Information supplied ->
--
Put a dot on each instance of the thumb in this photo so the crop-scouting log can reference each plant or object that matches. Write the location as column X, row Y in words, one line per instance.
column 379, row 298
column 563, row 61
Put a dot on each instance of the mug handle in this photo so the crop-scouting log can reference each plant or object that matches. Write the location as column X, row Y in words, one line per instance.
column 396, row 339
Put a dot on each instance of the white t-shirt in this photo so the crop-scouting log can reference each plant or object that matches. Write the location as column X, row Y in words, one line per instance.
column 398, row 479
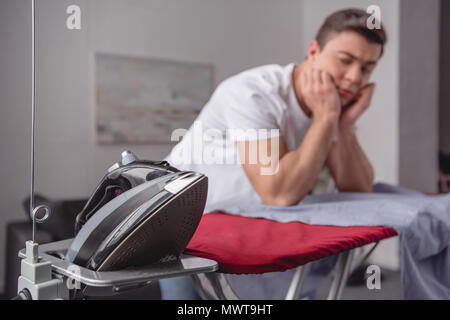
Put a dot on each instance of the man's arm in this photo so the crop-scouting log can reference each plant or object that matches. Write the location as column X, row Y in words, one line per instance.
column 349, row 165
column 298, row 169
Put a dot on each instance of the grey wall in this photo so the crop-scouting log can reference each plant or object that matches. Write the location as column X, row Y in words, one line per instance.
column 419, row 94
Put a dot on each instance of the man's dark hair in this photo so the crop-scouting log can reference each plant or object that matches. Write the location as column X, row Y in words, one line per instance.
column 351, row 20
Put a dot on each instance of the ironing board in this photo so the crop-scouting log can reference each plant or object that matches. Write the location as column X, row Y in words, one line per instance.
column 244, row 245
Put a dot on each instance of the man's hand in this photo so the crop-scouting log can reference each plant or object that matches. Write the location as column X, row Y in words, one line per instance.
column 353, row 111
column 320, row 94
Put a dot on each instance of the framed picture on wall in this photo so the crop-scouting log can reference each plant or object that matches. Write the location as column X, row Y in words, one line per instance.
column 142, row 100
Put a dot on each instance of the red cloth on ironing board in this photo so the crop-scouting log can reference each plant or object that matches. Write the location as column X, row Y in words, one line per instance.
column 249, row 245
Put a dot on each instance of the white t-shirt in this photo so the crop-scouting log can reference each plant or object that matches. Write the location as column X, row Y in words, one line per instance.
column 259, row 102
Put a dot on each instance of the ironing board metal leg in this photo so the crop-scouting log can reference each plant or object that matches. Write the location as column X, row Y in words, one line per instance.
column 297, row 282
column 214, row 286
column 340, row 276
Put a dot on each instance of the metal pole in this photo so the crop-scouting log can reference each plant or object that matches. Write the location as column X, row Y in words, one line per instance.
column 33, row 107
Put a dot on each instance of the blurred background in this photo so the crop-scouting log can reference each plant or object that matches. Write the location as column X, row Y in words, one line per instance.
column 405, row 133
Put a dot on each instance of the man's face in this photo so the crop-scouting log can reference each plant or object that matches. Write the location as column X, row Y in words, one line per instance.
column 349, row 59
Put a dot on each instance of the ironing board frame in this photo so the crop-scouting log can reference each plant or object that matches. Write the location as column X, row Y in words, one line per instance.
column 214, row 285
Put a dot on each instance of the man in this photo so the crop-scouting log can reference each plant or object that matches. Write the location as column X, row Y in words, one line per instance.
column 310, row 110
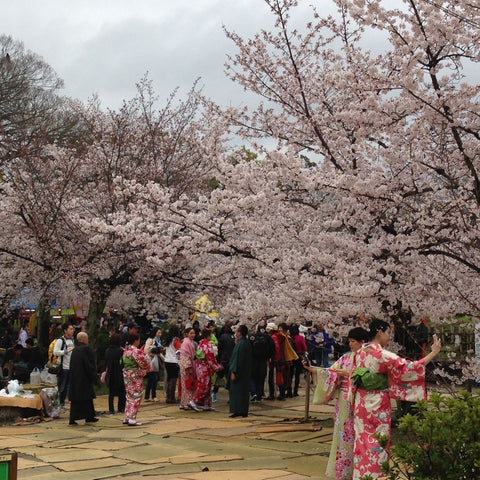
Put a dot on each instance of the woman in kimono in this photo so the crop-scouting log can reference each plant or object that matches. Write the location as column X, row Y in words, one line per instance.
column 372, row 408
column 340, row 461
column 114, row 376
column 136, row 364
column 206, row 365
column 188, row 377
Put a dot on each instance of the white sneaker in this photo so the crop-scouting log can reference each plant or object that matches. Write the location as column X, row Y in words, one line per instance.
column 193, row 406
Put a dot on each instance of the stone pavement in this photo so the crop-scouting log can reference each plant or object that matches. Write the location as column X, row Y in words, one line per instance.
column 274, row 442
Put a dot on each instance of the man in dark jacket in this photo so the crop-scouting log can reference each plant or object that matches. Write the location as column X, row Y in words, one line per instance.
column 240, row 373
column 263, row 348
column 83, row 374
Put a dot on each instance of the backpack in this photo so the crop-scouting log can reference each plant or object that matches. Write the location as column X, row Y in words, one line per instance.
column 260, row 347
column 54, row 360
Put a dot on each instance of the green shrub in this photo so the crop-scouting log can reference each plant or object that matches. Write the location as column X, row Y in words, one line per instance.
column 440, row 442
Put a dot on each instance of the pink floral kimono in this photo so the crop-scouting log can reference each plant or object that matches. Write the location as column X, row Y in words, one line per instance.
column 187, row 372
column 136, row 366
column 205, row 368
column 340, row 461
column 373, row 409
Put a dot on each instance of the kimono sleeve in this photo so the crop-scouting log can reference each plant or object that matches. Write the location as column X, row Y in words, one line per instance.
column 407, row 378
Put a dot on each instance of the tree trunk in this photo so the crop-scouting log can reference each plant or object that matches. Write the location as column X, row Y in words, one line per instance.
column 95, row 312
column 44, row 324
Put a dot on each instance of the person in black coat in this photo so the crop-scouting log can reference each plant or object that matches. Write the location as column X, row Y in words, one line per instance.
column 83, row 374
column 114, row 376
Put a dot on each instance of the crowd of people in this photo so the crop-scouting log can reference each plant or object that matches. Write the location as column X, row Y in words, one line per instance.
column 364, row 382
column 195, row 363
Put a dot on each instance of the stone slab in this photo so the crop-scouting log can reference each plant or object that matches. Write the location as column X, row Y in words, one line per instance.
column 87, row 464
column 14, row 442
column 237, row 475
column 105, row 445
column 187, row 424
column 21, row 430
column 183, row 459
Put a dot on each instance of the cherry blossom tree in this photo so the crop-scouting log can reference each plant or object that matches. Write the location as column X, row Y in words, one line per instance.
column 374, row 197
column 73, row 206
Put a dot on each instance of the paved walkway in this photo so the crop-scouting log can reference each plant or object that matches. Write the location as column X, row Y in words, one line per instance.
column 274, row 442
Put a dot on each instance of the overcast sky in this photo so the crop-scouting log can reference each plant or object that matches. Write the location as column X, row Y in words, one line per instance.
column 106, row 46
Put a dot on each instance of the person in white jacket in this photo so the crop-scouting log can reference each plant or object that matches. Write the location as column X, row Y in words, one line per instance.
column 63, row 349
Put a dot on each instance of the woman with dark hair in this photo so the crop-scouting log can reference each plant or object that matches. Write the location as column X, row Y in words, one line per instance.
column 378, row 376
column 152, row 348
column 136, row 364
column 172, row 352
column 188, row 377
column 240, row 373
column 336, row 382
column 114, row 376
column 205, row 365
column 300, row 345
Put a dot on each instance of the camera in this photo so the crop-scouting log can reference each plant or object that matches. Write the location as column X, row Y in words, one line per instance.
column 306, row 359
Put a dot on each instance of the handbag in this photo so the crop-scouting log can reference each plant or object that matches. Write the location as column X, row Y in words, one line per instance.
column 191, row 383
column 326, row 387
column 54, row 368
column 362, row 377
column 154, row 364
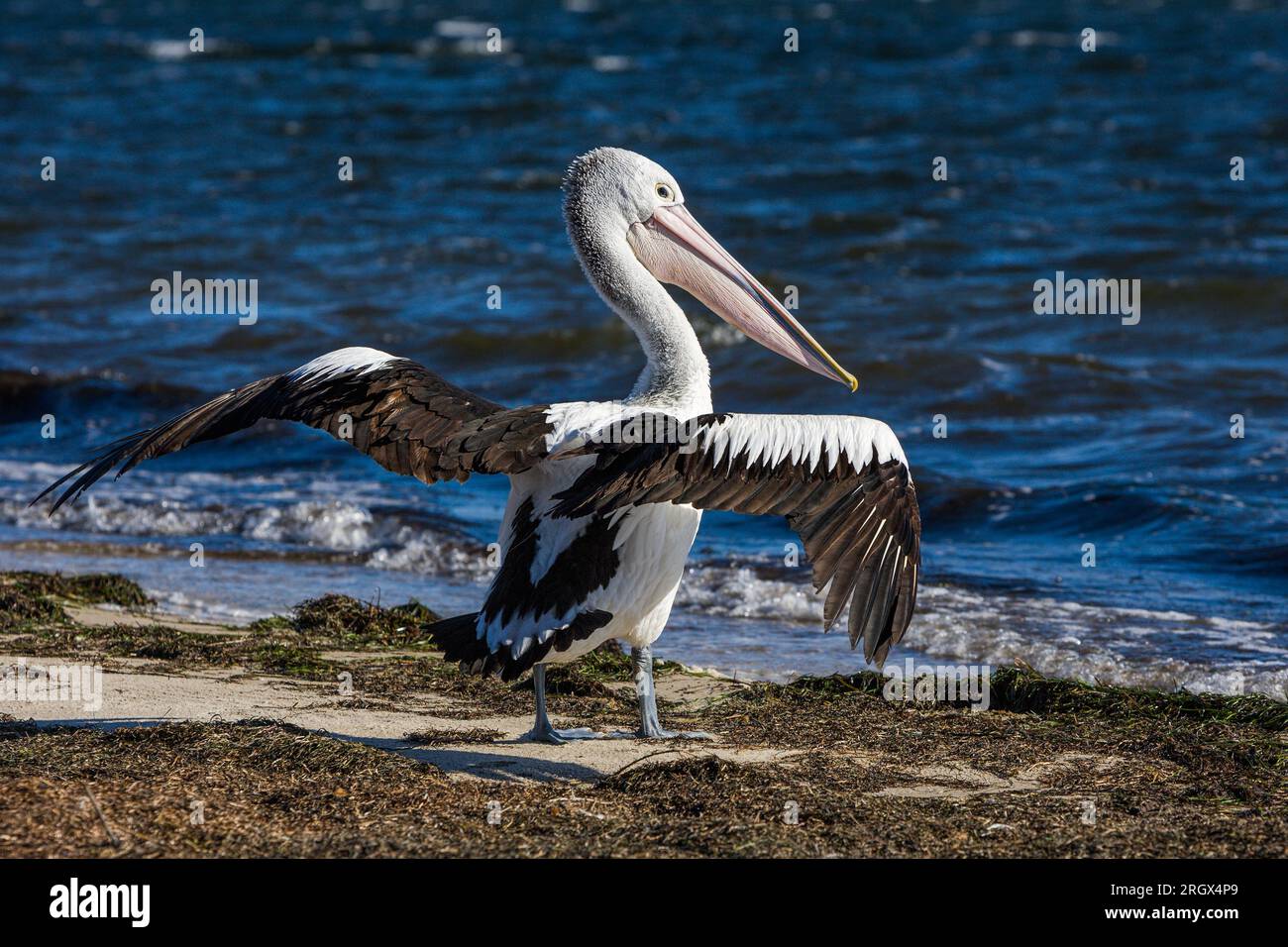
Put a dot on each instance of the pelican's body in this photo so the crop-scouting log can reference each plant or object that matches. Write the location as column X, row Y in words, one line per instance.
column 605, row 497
--
The exercise ->
Transcribe all the records above word for word, without their images.

Exercise solution ->
Put a dot on each instance of the thumb in this photo so the crop-scouting log can reference each plant or object that matches. Write the location as column X, row Y in words, one line per instance.
column 379, row 298
column 563, row 61
Put a dot on each instance of the mug handle in this photo so the crop-scouting log can reference each plant or object that matches. Write the location as column X, row Y in words, one line per instance.
column 396, row 339
Put a dot on each instance of the white t-shirt in this photo so the crop-scouting log can reference each plant or object that matches. Write the location as column X, row Y in words, one line per instance.
column 398, row 479
Put a dot on each instance of the man's arm in this photo so the crop-scouting log can reference each plant or object that matches. Write the location as column X, row Y in words, one line per instance.
column 349, row 165
column 298, row 169
Put a dot on each instance of the grey wall in this photo so the crop-scouting log can reference each plant or object that matches. Write the location as column X, row Y in words, one line per instance.
column 419, row 94
Put a dot on each instance of the man's dark hair in this photo so the crop-scouting log can reference each plant or object that matches. Write the location as column X, row Y in words, one line per instance.
column 351, row 20
Put a dot on each instance of the ironing board in this photo so the crop-scouting log can reference each plant or object that matches. Write the location as column X, row Y in words, one line per instance.
column 244, row 245
Put a dot on each instance of the man's hand in this photo so the crop-scouting log can reference each plant or object that matches. Write the location as column X, row Y in words, one line per instance.
column 353, row 111
column 320, row 94
Put a dot on each instance of the framed picture on wall in this photo so the crop-scouting log can reference each plant or object that matches. Write the location as column X, row Y in words, one line per instance.
column 142, row 100
Put a dot on each instance of the red cloth on ironing board in this photo so the crop-scouting log can reference each plant or object that matches. Write the location as column X, row Y in words, one line per instance.
column 249, row 245
Put a dot on each instance of the white t-shirt in this photo so the crop-scouting log can reference each plant or object that matches. Write the location as column X, row Y in words, one line per instance.
column 259, row 102
Put a dot on each instance of the ironing board metal leg in this photo so the crop-scouting log can reference each plant or object that matches. Write the location as column X, row Y in words, one line per instance.
column 297, row 282
column 214, row 286
column 340, row 276
Put a dot on each instance of the metal pole in this photo so the crop-scouting log can reference each plant or object that matches. Write the location as column X, row Y in words, one line per instance.
column 33, row 107
Put a dot on each instance of the blurred background in this photo so the crop-scouting log can reference each plant or object that matches. Write the location as column X, row Y in words, one line per instance.
column 405, row 133
Put a dot on each instance of the man's face in this photo so the crop-scouting log can reference each plant or object that matches. Write the location as column X, row Y in words, one line per instance.
column 349, row 59
Put a dot on each instance of the ironing board frame in this photo so the crop-scouting log can reference each plant or object that matches. Write the location as column X, row Y in words, one line per instance.
column 214, row 285
Put a dot on each instance of the man in this photo so the crop-scouting log can reference each plant or object that matches. Write the location as column X, row Y in words, one line per instance.
column 310, row 110
Put a dot on each instance of the woman in kimono in this photo so the crop-scouting log can reference each plant or object that matches. Write the location as column X, row Y in words, one line per instance.
column 372, row 408
column 340, row 461
column 114, row 376
column 136, row 364
column 206, row 365
column 188, row 377
Put a dot on each instance of the white sneaker in this photo so the crop-scouting log can reference each plant or object that matches. Write the location as column X, row Y in words, one line per instance.
column 193, row 406
Put a dot on each instance of the stone pavement in this photo so the crop-scouting log can reference each plant or object that matches. Write the location as column X, row Y in words, one line per instance.
column 274, row 442
Put a dot on each instance of the man in dark jacket in this photo so the crop-scouting log can reference each plant or object that matches. Write the location as column X, row Y in words, one line per instance.
column 240, row 373
column 263, row 348
column 83, row 374
Put a dot on each instance of the backpack in this photo so the crop-scouting log can reference each plant or object that matches. Write the location as column X, row Y in words, one line per instance.
column 260, row 347
column 54, row 360
Put a dot on each instance of the green shrub in this photo so the crop-scouting log can reference each plant or object that matches. Write the location as column X, row Y in words, one line per instance.
column 440, row 442
Put a dot on each instance of the pink floral kimono in this photo so the crop-scouting log can reference each plant or object that matches. Write the location as column X, row Y in words, one line per instance.
column 187, row 372
column 136, row 366
column 205, row 368
column 340, row 461
column 373, row 409
Put a dot on each instance of the kimono sleeve in this photo so the crop-scouting log can reference each plant or object that matches. Write the location as column X, row Y in words, one line per instance.
column 407, row 378
Put a dot on each instance of the tree trunk in this photo so the crop-scouting log can reference each plant or object that matches. Write the location as column X, row Y in words, one line per instance.
column 95, row 312
column 44, row 324
Put a dot on each instance of the person in black coat in this photo so the crop-scouting log can reference each plant or object that matches. Write the location as column X, row Y in words, one line per instance.
column 83, row 374
column 114, row 376
Put a dot on each instance of the crowd of people in this photo so the crop-scouting log can reference each plant or object that matches. Write the location as column X, row Y in words, one line per instance.
column 364, row 382
column 195, row 363
Put a dot on each instance of the stone slab in this photo so the crop-scouting log can reference each plant or object that matches. Write the location as column X, row Y in words, one line per instance.
column 87, row 464
column 14, row 442
column 237, row 475
column 105, row 445
column 187, row 424
column 21, row 430
column 183, row 459
Put a dot on each instance of the cherry blossom tree in this photo so the crop-scouting log can reference each plant or object that matches. Write the location as column X, row Y in words, one line per instance.
column 374, row 197
column 73, row 206
Put a dot on each instance of the paved walkway in this photo so the crop-scouting log can reference each plant or object that matches. Write the location as column X, row Y in words, one line per instance.
column 274, row 442
Put a dot on each instance of the overcast sky in this photo so the crop-scouting log can reference each plant or object that matches. Write the location as column X, row Y in words, one line per instance.
column 106, row 46
Put a dot on each instance of the person in white jacket in this photo so the crop-scouting log can reference each plant or object that matches. Write the location as column X, row Y in words, one line per instance.
column 63, row 349
Put a dot on each instance of the woman with dark hair in this photo so the crop-scouting log can reference each plant or object that matches. Write the location as column X, row Y in words, one line per instance.
column 378, row 376
column 152, row 348
column 136, row 364
column 172, row 352
column 188, row 377
column 240, row 373
column 336, row 382
column 114, row 376
column 205, row 365
column 300, row 345
Put a dot on each instance of the camera in this photo so the crop-scouting log can reference each plant or object that matches. Write the location as column X, row Y in words, one line per instance.
column 306, row 359
Put a dot on each instance of the handbag in this photo so the crop-scouting log can reference each plant or object that matches. Write the location as column X, row Y in words, one line per instance.
column 191, row 383
column 326, row 387
column 54, row 368
column 362, row 377
column 154, row 364
Put a dot on each instance of the pelican's body in this photo so the crop-scouting log can reference each plant or object that matches. Write the location as column X, row Y in words, one line per instance.
column 605, row 497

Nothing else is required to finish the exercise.